• [GOAL]
From the article on building an AI agent for production, write out the text between "Building Your First" and "with real users.", inclusive, word for word.

• [PASSAGE GIVEN]
Building Your First AI Agent for Production: The Steps Nobody Shows You
AI agent tutorials all stop at the same point: the prototype that works in a Jupyter notebook. Here I cover what comes next — building an agent that runs in production with real users.
What an AI Agent Really Is (In Practice)
An AI agent is a loop: the model receives context, decides on an action, executes the corresponding tool, gets the result back, and repeats until it has a final answer.

• [ENTRIES SHOWN]
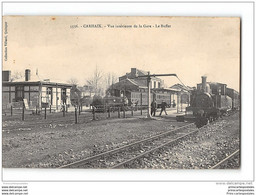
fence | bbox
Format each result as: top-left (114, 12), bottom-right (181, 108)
top-left (2, 103), bottom-right (147, 123)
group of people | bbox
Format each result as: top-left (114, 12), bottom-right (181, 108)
top-left (151, 99), bottom-right (167, 116)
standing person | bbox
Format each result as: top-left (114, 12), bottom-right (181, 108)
top-left (151, 99), bottom-right (157, 116)
top-left (159, 100), bottom-right (167, 116)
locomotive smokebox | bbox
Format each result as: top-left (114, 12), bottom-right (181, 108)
top-left (202, 76), bottom-right (207, 92)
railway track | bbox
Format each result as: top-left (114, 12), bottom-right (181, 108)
top-left (59, 123), bottom-right (198, 169)
top-left (210, 149), bottom-right (240, 169)
top-left (2, 109), bottom-right (148, 131)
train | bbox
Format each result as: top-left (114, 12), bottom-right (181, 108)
top-left (176, 76), bottom-right (240, 127)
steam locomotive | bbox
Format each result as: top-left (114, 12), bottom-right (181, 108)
top-left (177, 76), bottom-right (240, 127)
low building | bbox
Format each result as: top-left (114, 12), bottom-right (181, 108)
top-left (2, 69), bottom-right (72, 111)
top-left (107, 68), bottom-right (179, 106)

• [EXERCISE SOLUTION]
Building Your First AI Agent for Production: The Steps Nobody Shows You
AI agent tutorials all stop at the same point: the prototype that works in a Jupyter notebook. Here I cover what comes next — building an agent that runs in production with real users.